Quelldokument:
□ □ □ □ □ □ □

Rede zu Geldwäsche im Immobiliensektor stoppen

Herr Präsident! Meine sehr geehrten Damen und Herren! Was ist eigentlich Geldwäsche? Bei Geldwäsche geht es um illegal erworbenes Geld: beispielsweise wenn ein SUV im Prenzlauer Berg geklaut und in den osteuropäischen Staaten verkauft wurde, und dieses illegal erworbene Geld in Berlin wieder eingesetzt wird, um Mehrfamilienhäuser zu kaufen, dann zurückfließt und sich durch die teuren Mieten in Berlin wieder reinwäscht.

□ □ □ □ □ □ □

Gezeigte Daten:
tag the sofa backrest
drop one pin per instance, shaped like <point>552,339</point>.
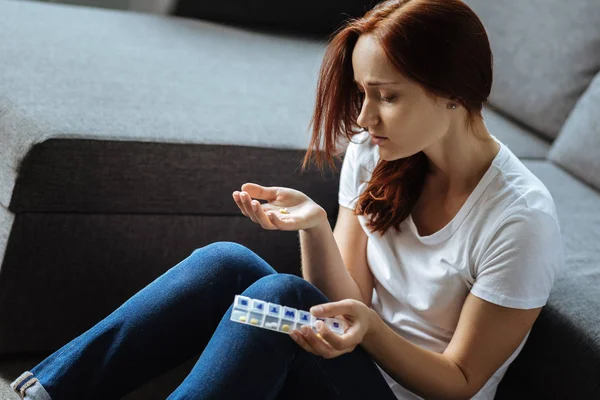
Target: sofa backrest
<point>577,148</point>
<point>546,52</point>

□ □ □ □ □ □ □

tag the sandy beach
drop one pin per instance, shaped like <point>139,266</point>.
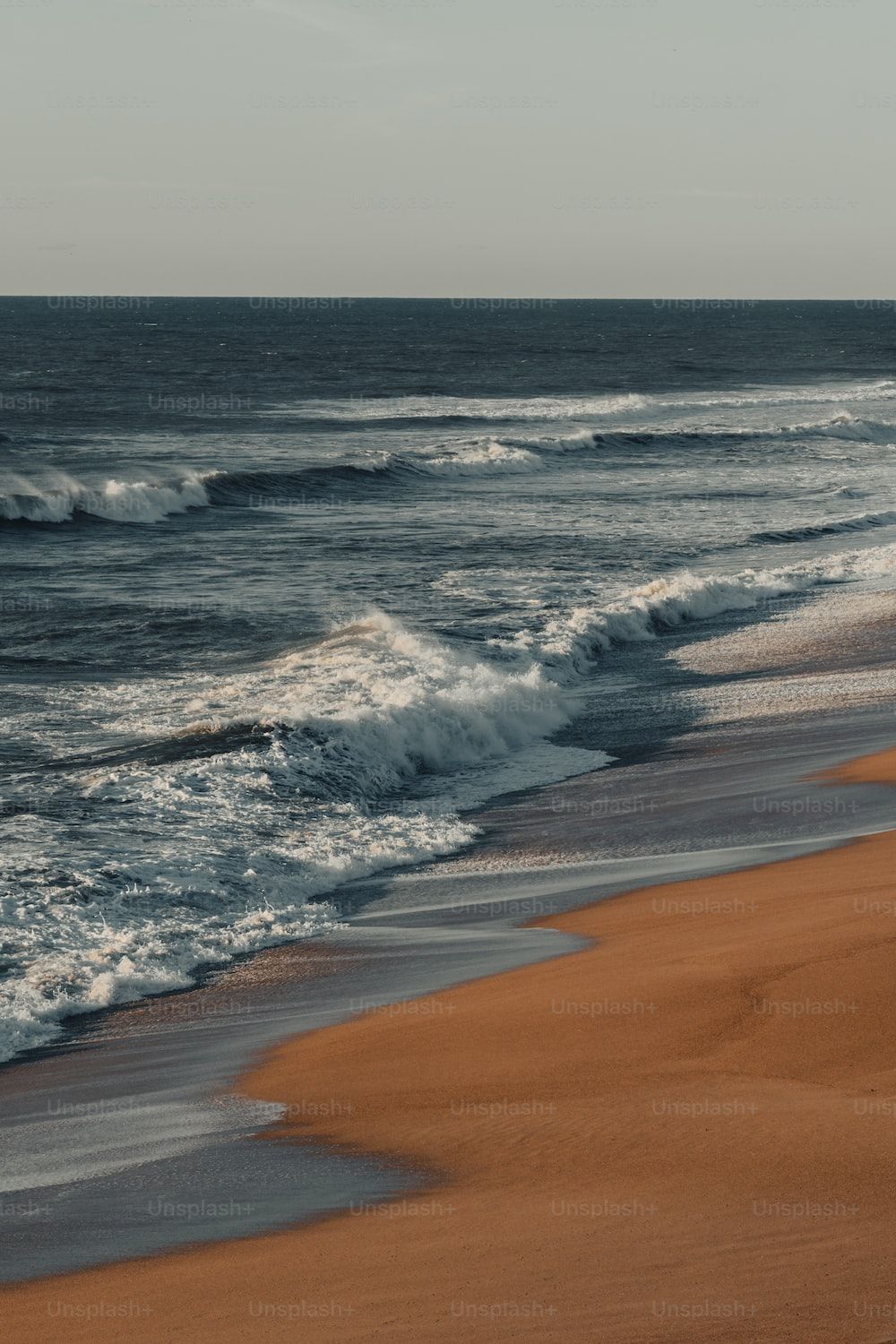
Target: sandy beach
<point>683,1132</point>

□ □ □ □ □ □ □

Wofür wird laut der Rede zur Geldwäsche im Immobiliensektor das illegal erworbene Geld im Beispiel in Berlin eingesetzt?

Ergebnis der Aufgabe: Um Mehrfamilienhäuser zu kaufen.